All that is needed is the run of lines from the top of the entries to the line with "Please identify the red painted", that line included, repeated exactly and free of pictures.

=== ENTRIES SUPPLIED ===

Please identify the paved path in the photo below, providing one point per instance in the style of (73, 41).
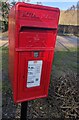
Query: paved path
(63, 43)
(66, 43)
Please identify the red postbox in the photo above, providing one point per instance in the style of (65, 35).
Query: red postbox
(32, 37)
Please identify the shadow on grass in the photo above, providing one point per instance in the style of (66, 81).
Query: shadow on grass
(64, 62)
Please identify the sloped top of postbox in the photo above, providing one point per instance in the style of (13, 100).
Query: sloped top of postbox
(37, 15)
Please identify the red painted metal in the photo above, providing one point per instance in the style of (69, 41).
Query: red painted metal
(31, 28)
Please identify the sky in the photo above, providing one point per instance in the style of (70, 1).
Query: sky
(62, 5)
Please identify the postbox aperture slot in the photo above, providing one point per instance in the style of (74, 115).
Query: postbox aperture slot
(25, 28)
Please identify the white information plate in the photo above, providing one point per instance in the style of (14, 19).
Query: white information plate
(34, 73)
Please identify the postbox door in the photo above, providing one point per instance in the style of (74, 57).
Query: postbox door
(35, 66)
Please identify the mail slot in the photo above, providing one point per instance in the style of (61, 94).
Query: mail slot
(32, 37)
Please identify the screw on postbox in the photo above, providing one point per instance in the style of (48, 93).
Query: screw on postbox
(32, 38)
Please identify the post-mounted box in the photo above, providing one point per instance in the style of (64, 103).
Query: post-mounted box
(32, 37)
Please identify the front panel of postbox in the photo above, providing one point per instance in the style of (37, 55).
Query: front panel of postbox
(36, 42)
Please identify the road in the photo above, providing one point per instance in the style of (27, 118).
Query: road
(63, 43)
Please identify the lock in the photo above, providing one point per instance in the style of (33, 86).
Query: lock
(36, 54)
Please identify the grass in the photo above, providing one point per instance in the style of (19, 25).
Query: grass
(64, 62)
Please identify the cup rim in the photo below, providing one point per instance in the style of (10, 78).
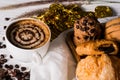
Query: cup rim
(21, 19)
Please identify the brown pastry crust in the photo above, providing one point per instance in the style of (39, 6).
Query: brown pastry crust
(97, 47)
(98, 68)
(86, 29)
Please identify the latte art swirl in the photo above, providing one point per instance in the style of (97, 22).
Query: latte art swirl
(28, 34)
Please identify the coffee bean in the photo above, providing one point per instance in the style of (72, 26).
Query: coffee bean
(11, 66)
(23, 68)
(84, 22)
(11, 56)
(86, 37)
(91, 23)
(78, 37)
(3, 38)
(78, 22)
(1, 65)
(4, 46)
(6, 66)
(77, 26)
(5, 27)
(2, 56)
(7, 18)
(5, 60)
(92, 30)
(86, 28)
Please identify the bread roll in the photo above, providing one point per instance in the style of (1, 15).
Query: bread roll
(97, 47)
(98, 68)
(86, 29)
(112, 29)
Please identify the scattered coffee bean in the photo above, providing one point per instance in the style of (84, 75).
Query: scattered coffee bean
(78, 22)
(11, 56)
(1, 65)
(16, 66)
(23, 68)
(5, 27)
(85, 22)
(11, 66)
(4, 46)
(78, 37)
(91, 23)
(2, 56)
(6, 66)
(3, 38)
(86, 28)
(86, 37)
(77, 26)
(5, 60)
(92, 30)
(7, 18)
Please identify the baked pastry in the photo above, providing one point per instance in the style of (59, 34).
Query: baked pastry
(97, 47)
(112, 29)
(86, 29)
(98, 68)
(103, 11)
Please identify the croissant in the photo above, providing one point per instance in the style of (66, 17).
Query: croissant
(100, 67)
(97, 47)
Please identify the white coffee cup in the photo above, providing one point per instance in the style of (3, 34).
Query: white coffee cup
(23, 54)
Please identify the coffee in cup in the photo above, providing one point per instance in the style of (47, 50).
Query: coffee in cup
(27, 36)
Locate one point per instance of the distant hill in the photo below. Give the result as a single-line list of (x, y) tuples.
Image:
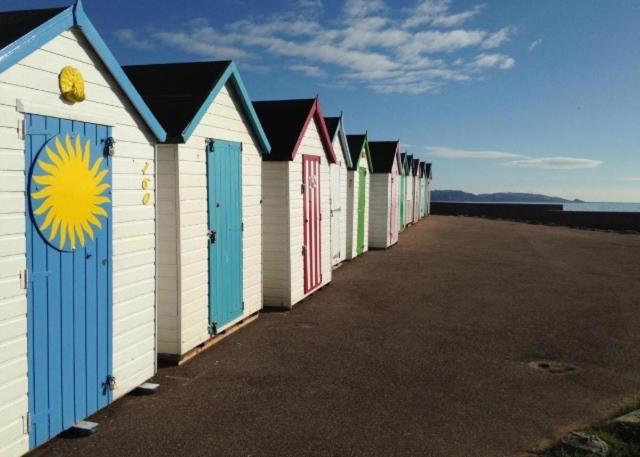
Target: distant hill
[(499, 197)]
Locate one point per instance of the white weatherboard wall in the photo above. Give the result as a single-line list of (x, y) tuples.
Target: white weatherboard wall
[(283, 225), (34, 81), (408, 206), (352, 207), (339, 169), (183, 246)]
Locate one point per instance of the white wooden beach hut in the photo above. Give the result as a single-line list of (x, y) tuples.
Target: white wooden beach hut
[(296, 200), (415, 168), (338, 179), (384, 186), (409, 188), (77, 227), (358, 179), (209, 240)]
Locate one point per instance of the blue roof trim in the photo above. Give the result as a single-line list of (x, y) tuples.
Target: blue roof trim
[(343, 140), (231, 74), (75, 16), (83, 22), (35, 39)]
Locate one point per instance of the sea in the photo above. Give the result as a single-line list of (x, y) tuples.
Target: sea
[(603, 207)]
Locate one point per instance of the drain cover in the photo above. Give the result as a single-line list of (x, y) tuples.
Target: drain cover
[(552, 366)]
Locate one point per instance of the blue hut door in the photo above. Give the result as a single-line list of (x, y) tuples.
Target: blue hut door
[(68, 277), (224, 180)]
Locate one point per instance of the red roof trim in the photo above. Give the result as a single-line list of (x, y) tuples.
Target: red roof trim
[(315, 113)]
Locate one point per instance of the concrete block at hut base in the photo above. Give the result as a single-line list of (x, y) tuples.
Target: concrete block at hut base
[(630, 418), (85, 428), (592, 445)]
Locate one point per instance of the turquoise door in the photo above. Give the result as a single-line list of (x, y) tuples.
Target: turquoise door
[(224, 180), (69, 288)]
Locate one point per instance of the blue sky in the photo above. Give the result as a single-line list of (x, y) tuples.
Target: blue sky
[(518, 95)]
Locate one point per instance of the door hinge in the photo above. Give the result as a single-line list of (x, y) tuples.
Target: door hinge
[(24, 279), (26, 424)]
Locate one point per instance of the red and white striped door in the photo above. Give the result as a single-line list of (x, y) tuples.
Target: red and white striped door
[(311, 208)]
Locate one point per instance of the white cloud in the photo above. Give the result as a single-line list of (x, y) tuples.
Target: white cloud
[(453, 153), (362, 8), (131, 39), (370, 45), (308, 70), (437, 13), (557, 163), (534, 44), (501, 61)]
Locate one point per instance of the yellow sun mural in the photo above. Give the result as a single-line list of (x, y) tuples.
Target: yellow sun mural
[(70, 193)]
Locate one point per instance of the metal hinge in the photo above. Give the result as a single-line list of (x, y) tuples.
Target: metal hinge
[(24, 279), (111, 383), (26, 424)]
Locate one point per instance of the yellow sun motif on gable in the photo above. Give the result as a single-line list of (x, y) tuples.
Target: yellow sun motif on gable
[(71, 193)]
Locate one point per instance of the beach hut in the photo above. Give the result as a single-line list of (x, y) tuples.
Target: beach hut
[(77, 231), (409, 190), (423, 200), (402, 192), (338, 191), (209, 239), (427, 192), (416, 189), (358, 196), (383, 209), (296, 200)]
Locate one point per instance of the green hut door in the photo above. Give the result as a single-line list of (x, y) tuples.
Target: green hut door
[(362, 188)]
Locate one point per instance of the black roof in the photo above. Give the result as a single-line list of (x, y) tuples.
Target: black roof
[(332, 125), (282, 121), (383, 154), (175, 91), (356, 143), (16, 24)]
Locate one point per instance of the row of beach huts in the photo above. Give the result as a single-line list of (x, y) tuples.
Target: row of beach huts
[(146, 210)]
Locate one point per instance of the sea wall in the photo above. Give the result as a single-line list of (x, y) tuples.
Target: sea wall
[(551, 214)]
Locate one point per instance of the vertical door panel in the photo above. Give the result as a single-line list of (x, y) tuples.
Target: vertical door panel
[(224, 181), (69, 296), (311, 215), (362, 188)]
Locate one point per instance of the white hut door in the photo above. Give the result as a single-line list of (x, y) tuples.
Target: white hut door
[(311, 215), (336, 214)]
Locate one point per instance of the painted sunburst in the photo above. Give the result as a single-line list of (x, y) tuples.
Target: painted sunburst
[(70, 193)]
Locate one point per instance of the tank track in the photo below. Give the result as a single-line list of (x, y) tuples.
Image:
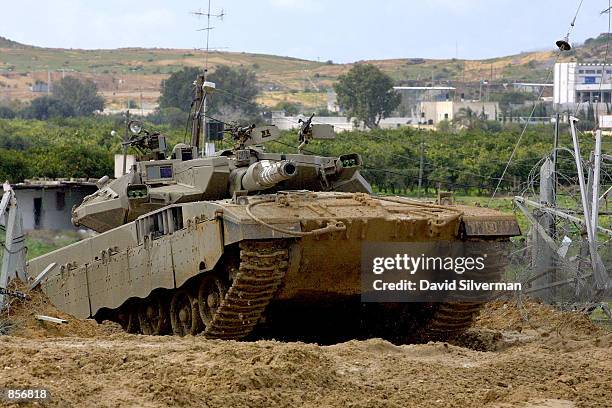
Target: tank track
[(450, 320), (263, 265)]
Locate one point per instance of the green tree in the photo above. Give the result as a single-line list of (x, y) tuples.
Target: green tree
[(366, 93), (177, 90), (236, 92), (234, 98), (81, 95), (6, 112)]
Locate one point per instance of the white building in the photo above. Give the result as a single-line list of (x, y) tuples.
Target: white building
[(579, 83), (47, 204), (433, 113)]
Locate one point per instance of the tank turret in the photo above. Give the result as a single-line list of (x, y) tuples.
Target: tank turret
[(159, 178)]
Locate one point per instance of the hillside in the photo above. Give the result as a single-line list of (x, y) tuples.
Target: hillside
[(134, 72)]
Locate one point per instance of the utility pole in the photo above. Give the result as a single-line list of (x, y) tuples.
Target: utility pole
[(422, 159)]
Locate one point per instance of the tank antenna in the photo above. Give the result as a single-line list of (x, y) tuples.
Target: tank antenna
[(205, 88)]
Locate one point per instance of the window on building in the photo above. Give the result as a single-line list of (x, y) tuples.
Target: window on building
[(37, 212), (60, 200)]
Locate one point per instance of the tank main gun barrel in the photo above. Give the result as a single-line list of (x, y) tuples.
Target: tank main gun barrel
[(265, 174)]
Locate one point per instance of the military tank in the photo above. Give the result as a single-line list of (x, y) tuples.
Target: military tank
[(245, 242)]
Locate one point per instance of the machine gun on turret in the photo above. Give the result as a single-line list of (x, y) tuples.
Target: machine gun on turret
[(308, 132), (150, 146)]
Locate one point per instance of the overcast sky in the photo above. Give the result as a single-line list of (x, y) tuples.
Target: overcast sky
[(340, 30)]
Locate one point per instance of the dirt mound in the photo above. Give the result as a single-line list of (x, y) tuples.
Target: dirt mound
[(550, 359), (18, 319), (510, 315)]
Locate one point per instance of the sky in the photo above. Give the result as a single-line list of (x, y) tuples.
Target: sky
[(338, 30)]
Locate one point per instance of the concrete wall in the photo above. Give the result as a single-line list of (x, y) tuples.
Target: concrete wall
[(340, 123)]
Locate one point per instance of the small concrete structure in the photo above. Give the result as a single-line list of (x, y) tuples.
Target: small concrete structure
[(47, 204), (433, 113), (340, 123)]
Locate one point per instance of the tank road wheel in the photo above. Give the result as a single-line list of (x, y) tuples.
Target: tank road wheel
[(210, 295), (154, 317), (184, 314), (127, 317)]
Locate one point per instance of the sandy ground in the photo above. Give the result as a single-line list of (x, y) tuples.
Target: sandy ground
[(527, 356)]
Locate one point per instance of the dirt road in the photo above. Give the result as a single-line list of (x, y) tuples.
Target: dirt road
[(549, 360)]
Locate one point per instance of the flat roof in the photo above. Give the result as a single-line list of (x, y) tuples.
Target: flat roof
[(424, 88), (531, 84)]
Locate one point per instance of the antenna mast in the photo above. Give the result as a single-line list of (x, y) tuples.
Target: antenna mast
[(203, 91)]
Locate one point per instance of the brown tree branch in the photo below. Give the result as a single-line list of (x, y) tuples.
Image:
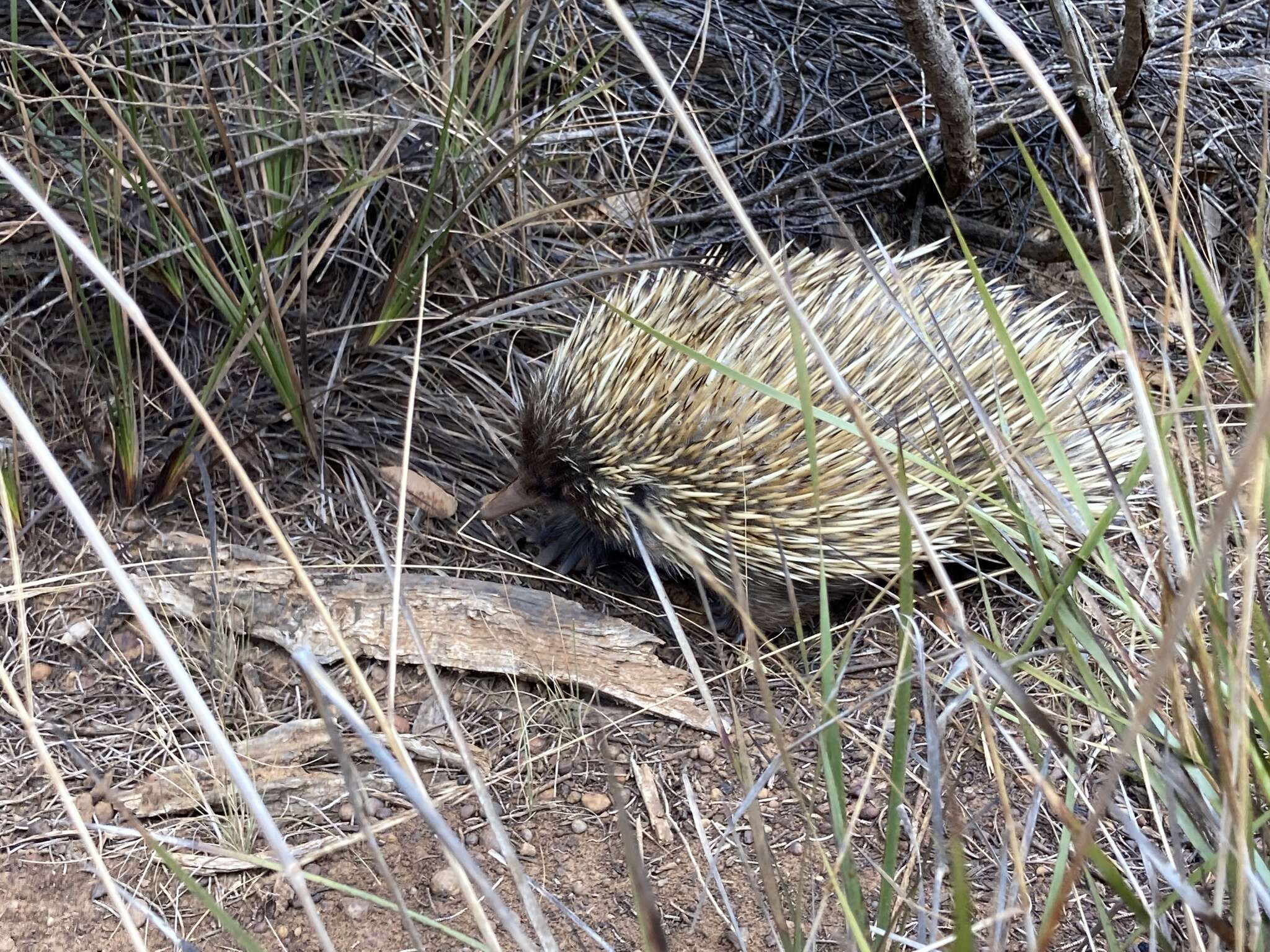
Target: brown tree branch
[(945, 76), (1110, 145), (1139, 35)]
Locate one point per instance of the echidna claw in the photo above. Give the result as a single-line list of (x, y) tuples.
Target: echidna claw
[(568, 544)]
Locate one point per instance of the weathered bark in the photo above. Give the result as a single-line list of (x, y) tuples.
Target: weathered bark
[(1139, 35), (945, 76), (1109, 143)]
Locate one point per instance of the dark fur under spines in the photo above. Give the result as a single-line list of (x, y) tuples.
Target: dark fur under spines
[(621, 420)]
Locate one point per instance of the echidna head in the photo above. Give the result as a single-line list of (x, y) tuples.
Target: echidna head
[(562, 465)]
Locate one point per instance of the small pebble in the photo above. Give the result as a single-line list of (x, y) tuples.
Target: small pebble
[(355, 909), (443, 883), (596, 803)]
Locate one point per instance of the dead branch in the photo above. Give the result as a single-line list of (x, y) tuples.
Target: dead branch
[(1109, 143), (945, 76), (1140, 33)]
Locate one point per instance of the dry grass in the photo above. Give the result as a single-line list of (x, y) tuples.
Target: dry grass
[(275, 186)]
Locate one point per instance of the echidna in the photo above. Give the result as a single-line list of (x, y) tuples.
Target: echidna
[(620, 419)]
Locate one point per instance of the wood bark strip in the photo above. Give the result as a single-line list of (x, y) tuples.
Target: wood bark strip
[(936, 54), (465, 624)]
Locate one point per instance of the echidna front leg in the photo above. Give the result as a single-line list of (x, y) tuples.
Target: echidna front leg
[(567, 544)]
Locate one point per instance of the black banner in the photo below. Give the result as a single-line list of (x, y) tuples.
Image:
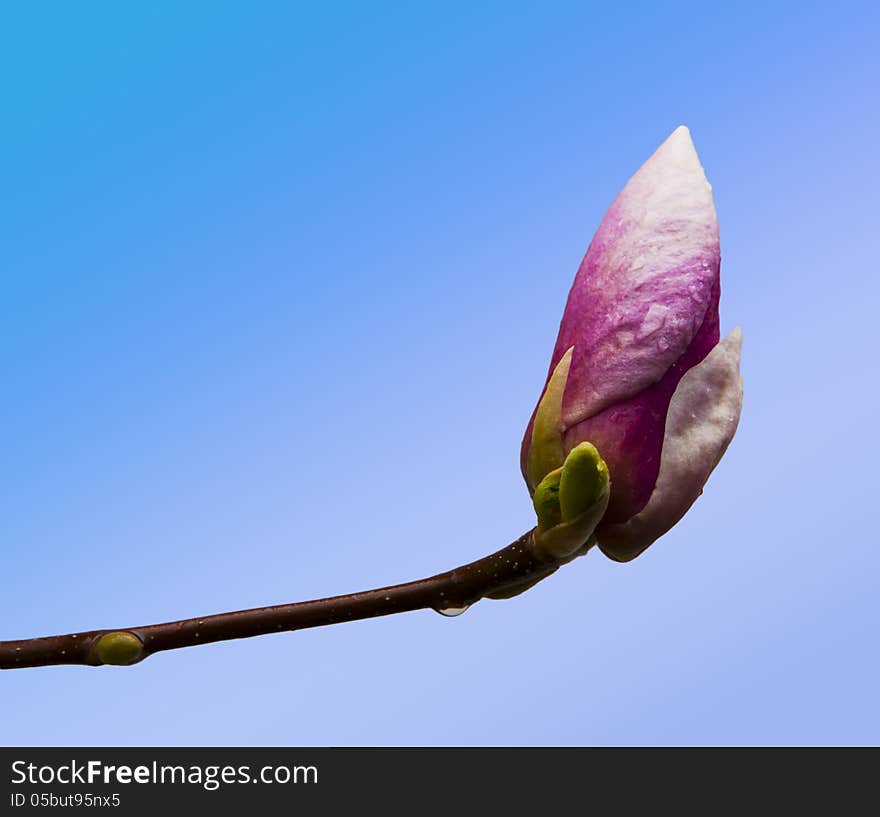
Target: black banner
[(423, 780)]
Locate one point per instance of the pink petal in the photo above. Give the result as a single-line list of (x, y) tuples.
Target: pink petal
[(645, 283), (702, 418)]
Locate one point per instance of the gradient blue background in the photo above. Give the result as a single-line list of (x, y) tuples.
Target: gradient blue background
[(280, 287)]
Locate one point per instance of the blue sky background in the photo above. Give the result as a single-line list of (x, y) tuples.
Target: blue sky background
[(265, 266)]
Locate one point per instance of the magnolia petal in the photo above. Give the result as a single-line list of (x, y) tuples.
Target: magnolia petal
[(702, 418), (645, 283), (630, 434)]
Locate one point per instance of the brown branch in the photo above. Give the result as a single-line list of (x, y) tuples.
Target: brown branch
[(512, 568)]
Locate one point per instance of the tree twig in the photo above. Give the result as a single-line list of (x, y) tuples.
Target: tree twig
[(505, 571)]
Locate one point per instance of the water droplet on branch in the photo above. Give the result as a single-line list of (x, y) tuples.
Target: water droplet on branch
[(451, 611)]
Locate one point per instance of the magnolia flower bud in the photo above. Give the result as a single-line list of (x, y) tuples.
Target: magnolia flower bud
[(638, 370)]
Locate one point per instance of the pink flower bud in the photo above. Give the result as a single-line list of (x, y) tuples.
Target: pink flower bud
[(647, 381)]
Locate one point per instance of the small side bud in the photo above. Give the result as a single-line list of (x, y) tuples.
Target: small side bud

===

[ANSWER SPACE]
Please identify the paved path in the photo below, providing one point per instance in the style of (73, 41).
Query: paved path
(63, 43)
(66, 43)
Please identify the red postbox in the photo above, providing one point per instance in the style of (65, 35).
Query: red postbox
(32, 37)
Please identify the shadow on grass in the photo above, providing one point per instance in the style of (66, 81).
Query: shadow on grass
(64, 62)
Please identify the sloped top of postbox in the photo above, providing one point per instance in the style of (13, 100).
Query: sloped top of postbox
(37, 15)
Please identify the red painted metal in the photo above, providing one point per instance in the style of (69, 41).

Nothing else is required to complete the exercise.